*The task:*
Among the entries below, find the lines with the word "snow" and copy them.

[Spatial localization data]

+++

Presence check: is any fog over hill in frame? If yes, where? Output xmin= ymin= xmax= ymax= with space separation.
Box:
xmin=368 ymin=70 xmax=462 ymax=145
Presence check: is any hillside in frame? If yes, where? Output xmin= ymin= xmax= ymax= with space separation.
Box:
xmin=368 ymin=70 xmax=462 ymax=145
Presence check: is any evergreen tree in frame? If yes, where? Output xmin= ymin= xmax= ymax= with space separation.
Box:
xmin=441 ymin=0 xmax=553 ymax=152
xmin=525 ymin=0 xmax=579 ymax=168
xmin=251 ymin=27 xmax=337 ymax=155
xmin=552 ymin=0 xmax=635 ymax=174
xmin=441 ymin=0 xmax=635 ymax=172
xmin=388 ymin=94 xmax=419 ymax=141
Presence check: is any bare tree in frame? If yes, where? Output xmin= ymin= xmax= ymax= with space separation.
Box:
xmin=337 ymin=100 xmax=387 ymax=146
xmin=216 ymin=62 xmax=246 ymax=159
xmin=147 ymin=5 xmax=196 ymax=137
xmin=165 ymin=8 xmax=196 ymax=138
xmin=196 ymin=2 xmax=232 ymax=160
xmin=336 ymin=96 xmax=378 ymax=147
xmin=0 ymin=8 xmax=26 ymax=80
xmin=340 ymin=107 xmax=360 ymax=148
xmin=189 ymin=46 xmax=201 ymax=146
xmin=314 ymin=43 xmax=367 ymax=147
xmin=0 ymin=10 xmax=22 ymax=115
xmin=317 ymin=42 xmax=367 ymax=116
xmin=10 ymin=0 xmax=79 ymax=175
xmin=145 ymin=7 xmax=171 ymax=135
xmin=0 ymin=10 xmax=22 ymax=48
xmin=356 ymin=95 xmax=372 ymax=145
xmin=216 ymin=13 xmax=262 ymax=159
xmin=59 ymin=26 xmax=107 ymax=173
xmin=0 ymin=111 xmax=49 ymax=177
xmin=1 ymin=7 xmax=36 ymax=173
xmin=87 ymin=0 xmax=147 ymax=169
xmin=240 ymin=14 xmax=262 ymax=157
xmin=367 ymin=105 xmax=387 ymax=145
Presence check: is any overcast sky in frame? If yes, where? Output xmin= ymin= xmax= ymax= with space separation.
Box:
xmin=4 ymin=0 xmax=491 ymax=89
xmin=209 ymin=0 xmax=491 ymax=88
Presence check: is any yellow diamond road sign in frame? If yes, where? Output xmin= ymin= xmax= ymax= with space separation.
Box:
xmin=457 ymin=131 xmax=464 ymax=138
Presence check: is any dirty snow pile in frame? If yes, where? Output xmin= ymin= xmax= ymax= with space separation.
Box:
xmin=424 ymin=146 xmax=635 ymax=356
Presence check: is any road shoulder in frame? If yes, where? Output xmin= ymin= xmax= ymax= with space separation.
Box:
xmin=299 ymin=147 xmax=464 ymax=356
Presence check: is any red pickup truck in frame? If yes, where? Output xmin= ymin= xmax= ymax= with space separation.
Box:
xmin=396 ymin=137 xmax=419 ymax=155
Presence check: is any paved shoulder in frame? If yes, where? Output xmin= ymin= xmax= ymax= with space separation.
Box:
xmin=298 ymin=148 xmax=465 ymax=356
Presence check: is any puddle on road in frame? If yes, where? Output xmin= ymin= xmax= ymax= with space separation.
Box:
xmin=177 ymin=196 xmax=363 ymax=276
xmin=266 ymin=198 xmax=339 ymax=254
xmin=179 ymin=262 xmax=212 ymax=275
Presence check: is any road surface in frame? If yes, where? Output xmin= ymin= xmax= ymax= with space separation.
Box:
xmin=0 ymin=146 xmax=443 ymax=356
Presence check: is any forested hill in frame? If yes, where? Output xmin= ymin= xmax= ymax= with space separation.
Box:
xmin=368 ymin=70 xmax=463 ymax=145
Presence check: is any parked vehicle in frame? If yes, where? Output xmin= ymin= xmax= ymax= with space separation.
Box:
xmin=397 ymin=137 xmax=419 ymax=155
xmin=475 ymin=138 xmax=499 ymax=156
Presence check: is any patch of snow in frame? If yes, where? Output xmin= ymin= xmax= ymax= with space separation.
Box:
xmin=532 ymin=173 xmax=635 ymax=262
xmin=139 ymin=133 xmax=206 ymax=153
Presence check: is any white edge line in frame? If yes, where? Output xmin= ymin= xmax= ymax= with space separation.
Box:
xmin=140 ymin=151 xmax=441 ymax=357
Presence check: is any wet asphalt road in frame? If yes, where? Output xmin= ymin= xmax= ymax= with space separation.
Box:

+++

*Response to this task:*
Presence check: is any dirty snow pile in frame? If yes, where? Output xmin= ymin= xmax= ymax= with space separation.
Presence check: is any patch of snow in frame? If yes, where? Output xmin= ymin= xmax= ymax= with space separation.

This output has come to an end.